> _What is required_: Which lines of the listing below contain the word "grass"? Return them.

> _Source material_:
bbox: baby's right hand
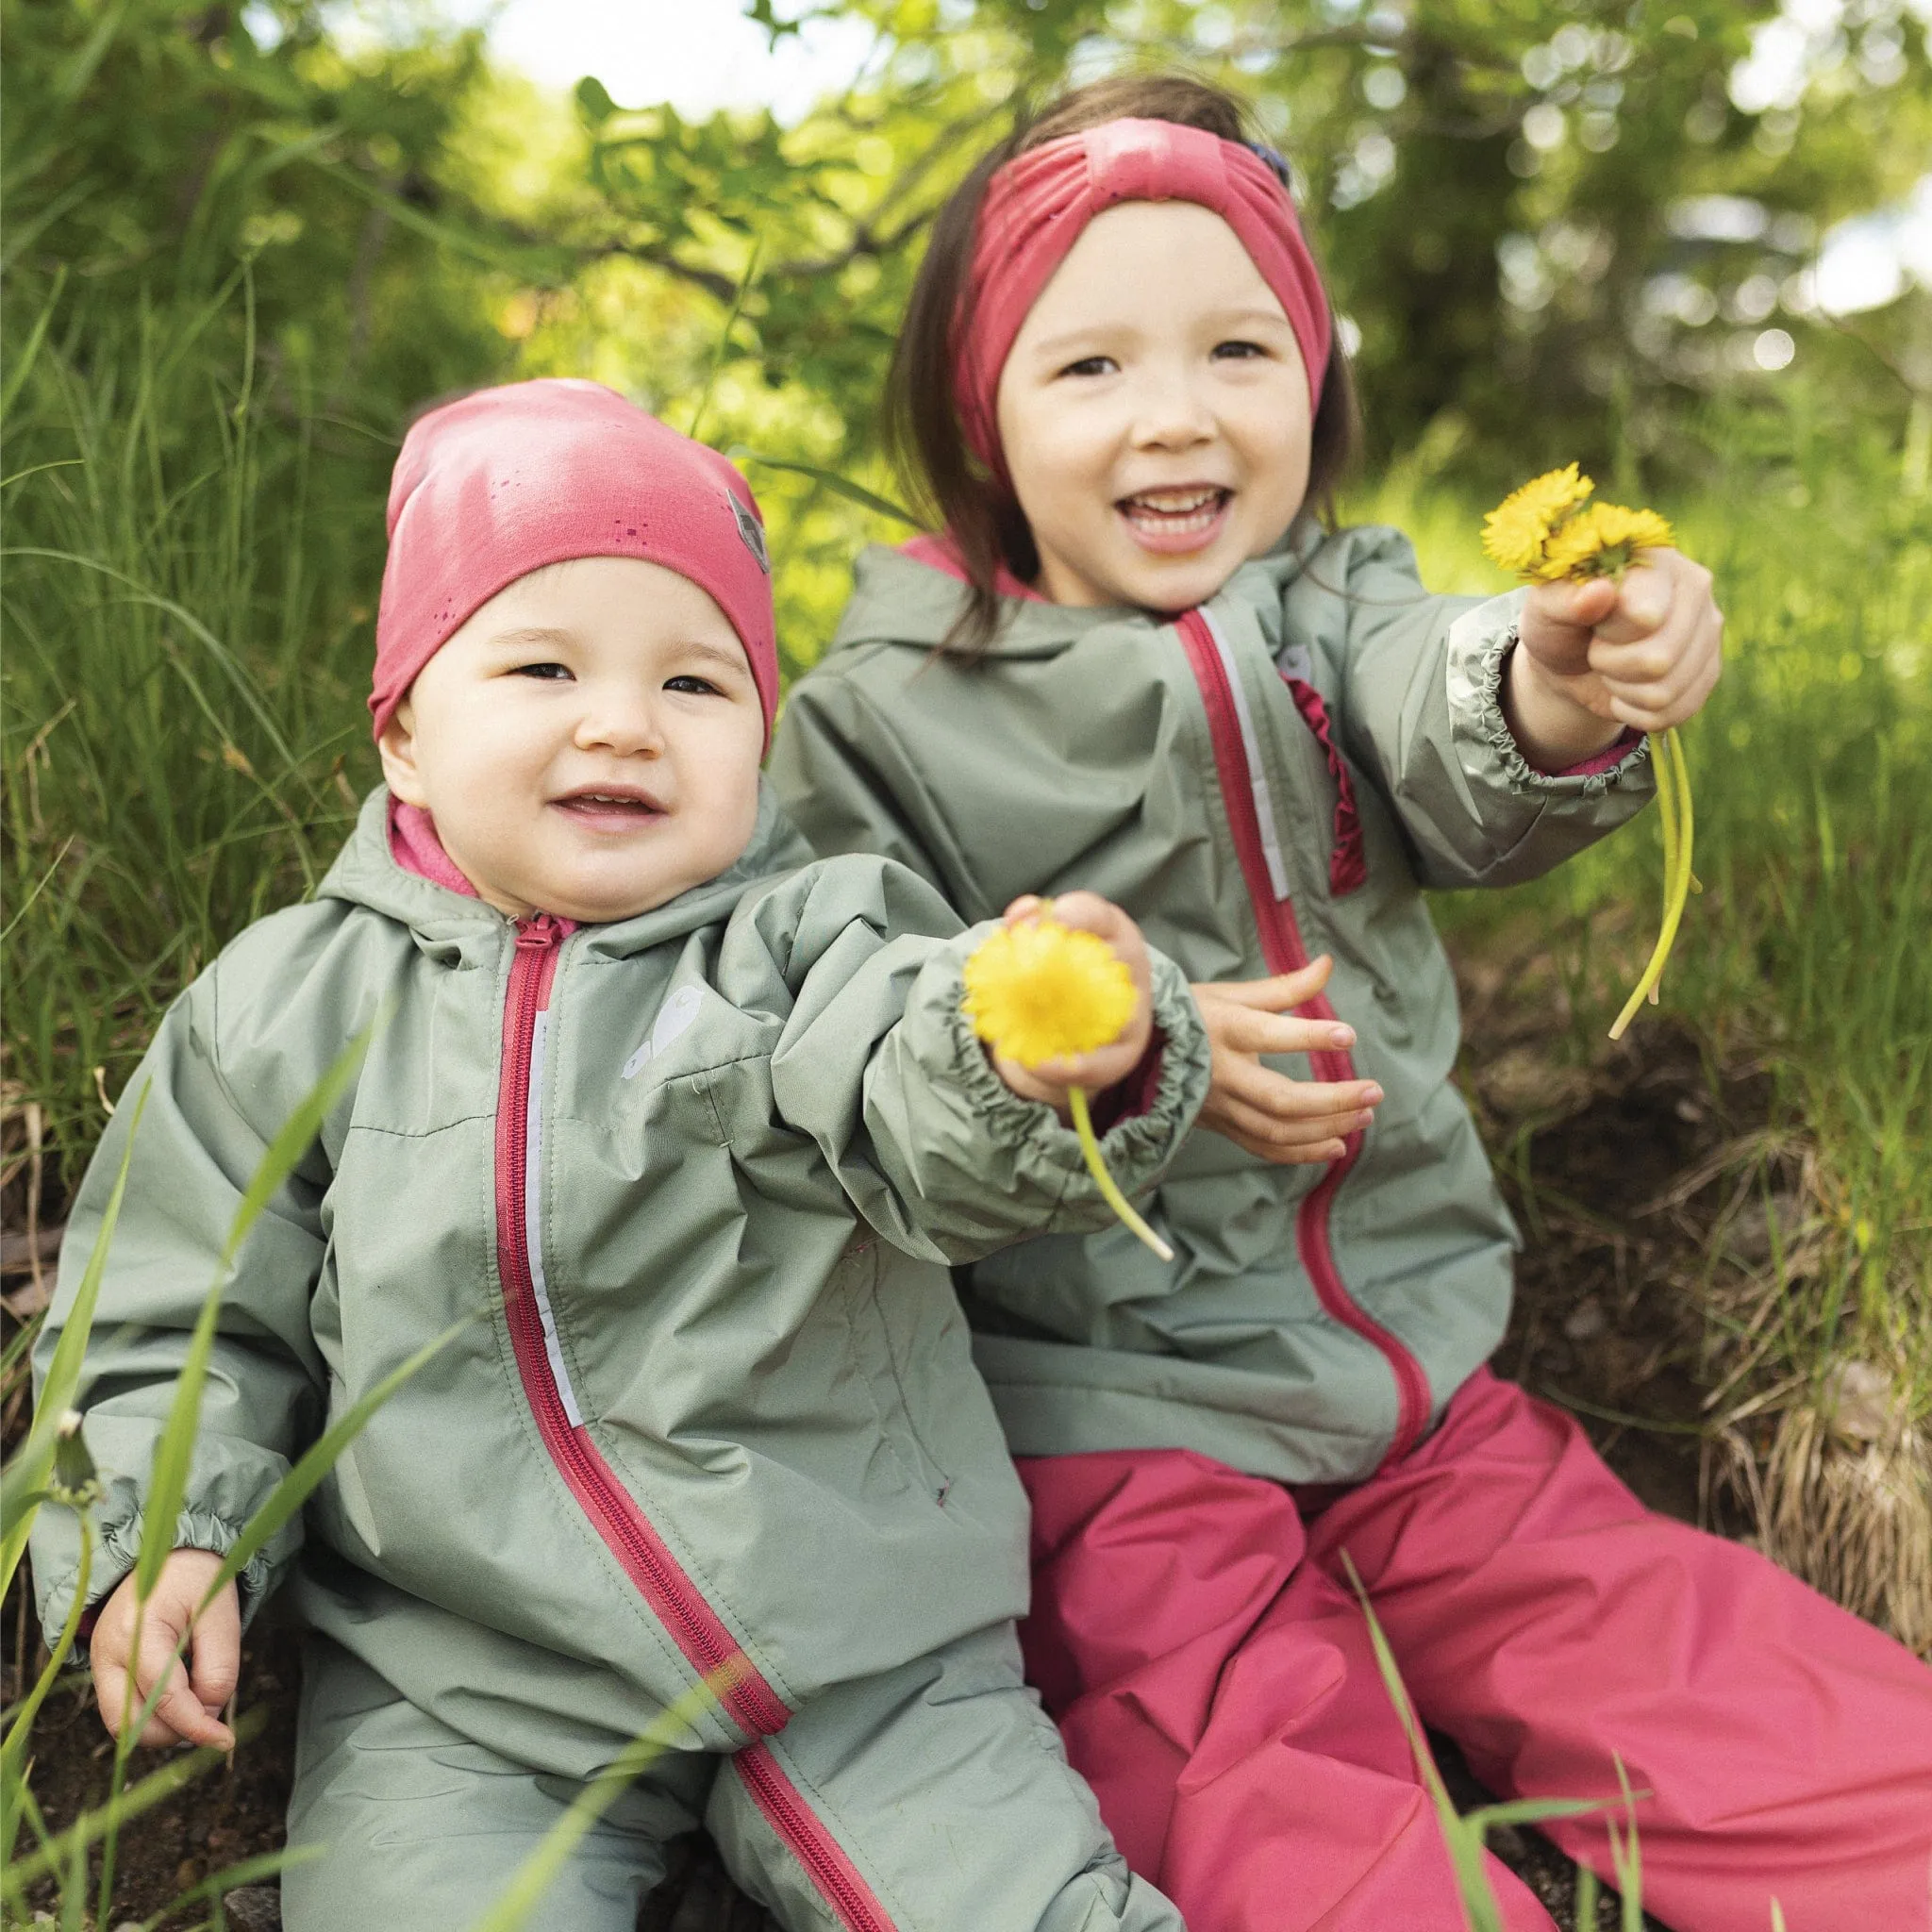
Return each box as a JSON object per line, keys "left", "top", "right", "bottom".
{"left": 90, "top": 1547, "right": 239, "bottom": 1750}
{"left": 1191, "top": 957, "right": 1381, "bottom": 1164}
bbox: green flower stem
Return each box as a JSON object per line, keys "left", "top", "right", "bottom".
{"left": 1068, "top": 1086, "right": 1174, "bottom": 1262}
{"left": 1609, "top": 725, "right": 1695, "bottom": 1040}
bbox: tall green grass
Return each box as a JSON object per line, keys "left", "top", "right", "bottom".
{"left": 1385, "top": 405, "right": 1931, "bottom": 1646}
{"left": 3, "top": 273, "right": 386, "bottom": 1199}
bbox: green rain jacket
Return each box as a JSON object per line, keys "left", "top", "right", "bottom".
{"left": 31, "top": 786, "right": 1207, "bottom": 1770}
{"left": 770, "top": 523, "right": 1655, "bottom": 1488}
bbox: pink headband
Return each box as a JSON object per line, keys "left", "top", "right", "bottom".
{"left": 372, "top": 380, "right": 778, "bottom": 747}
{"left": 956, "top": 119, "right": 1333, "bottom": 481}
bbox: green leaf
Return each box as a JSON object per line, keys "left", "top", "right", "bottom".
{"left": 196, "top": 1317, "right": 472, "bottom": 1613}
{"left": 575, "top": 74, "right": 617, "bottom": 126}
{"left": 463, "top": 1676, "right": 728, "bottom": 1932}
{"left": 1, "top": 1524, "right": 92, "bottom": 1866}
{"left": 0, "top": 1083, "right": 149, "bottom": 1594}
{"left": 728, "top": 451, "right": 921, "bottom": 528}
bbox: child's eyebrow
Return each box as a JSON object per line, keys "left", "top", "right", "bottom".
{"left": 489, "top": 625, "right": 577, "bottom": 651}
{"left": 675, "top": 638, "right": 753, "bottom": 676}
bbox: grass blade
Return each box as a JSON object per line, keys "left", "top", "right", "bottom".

> _Reply to the exercise_:
bbox: tall green grass
bbox: grass blade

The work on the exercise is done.